*TASK OBJECTIVE:* Copy out the data from the line containing "of the woman's" through the last line of the data, with the requests left as they are. In the answers, multiply each coordinate by 1.05 and round to the nearest whole number, with halves rounded up.

>> start DATA EXCERPTS

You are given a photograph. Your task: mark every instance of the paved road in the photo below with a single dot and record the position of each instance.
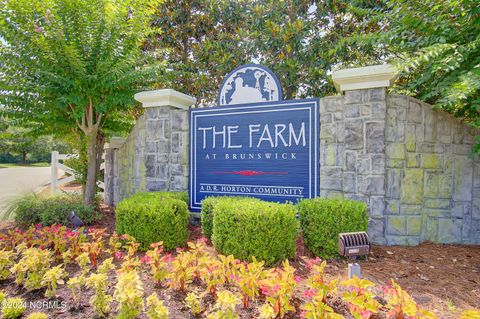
(15, 181)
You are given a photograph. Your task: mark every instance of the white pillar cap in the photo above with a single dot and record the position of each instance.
(165, 97)
(369, 77)
(115, 142)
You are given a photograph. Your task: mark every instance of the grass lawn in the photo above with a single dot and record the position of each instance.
(7, 165)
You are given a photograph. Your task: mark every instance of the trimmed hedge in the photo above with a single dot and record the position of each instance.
(322, 220)
(247, 227)
(33, 209)
(153, 217)
(183, 196)
(207, 211)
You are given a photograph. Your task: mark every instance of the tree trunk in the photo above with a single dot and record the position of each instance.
(100, 148)
(90, 185)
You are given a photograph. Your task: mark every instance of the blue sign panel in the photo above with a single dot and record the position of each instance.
(265, 150)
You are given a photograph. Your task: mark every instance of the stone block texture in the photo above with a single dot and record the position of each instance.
(432, 178)
(154, 156)
(410, 164)
(353, 153)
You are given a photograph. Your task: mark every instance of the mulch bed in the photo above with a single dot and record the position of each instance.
(441, 278)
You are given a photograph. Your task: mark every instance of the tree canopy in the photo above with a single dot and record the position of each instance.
(435, 46)
(74, 65)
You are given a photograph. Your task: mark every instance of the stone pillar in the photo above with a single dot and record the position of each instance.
(110, 173)
(354, 163)
(166, 139)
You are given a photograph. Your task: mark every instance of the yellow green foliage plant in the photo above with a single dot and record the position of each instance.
(100, 300)
(182, 272)
(94, 246)
(52, 278)
(231, 267)
(13, 308)
(200, 256)
(224, 307)
(31, 268)
(106, 266)
(83, 261)
(248, 280)
(279, 287)
(129, 295)
(316, 280)
(213, 276)
(159, 265)
(316, 308)
(266, 311)
(7, 260)
(361, 300)
(75, 284)
(401, 305)
(192, 301)
(155, 308)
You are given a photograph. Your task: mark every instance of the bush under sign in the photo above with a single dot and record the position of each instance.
(265, 150)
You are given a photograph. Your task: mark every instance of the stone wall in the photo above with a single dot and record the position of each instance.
(409, 163)
(352, 151)
(433, 183)
(154, 157)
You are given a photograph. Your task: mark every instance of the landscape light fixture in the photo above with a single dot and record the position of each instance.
(353, 245)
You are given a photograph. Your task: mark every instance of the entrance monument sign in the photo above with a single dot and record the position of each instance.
(253, 144)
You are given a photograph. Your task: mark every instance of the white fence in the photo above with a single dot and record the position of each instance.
(56, 166)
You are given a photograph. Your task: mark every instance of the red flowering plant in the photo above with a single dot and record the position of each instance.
(248, 280)
(213, 276)
(315, 307)
(182, 272)
(159, 265)
(95, 245)
(114, 244)
(230, 268)
(199, 254)
(402, 306)
(279, 287)
(316, 280)
(130, 244)
(361, 300)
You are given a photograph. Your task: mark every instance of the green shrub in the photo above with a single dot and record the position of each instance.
(207, 212)
(183, 196)
(154, 217)
(32, 209)
(247, 227)
(322, 220)
(13, 308)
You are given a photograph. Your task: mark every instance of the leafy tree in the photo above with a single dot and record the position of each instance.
(73, 66)
(435, 46)
(202, 40)
(206, 39)
(303, 42)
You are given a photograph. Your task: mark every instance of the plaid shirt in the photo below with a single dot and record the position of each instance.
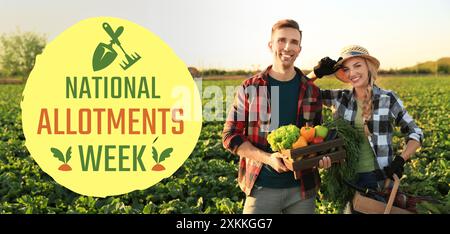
(387, 109)
(249, 119)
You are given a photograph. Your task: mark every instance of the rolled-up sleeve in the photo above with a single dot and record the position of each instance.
(233, 134)
(407, 124)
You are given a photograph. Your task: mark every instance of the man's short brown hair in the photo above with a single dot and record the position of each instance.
(286, 23)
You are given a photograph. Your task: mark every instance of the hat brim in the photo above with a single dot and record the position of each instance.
(340, 74)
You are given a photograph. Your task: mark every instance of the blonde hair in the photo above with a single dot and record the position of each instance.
(368, 97)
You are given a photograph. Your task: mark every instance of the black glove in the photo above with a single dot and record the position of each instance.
(326, 66)
(396, 167)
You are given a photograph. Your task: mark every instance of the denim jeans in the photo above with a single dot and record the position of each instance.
(367, 180)
(278, 201)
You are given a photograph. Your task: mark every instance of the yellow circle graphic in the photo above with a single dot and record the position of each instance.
(109, 108)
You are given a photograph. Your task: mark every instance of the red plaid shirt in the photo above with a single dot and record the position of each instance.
(249, 120)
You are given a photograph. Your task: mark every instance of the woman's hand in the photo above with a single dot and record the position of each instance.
(325, 162)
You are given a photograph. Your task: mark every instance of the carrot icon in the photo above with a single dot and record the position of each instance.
(158, 159)
(59, 155)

>> end DATA EXCERPTS

*RESPONSE TO THIS EXERCISE:*
You are given a photograph. Your task: mark every instance of the woman's hand in the photo above with a single dot and record the position of each instance.
(341, 170)
You are given a photograph. Your task: mark every instance of the carrot icon in the photo above with a single dot and record the position of each instance.
(166, 167)
(62, 163)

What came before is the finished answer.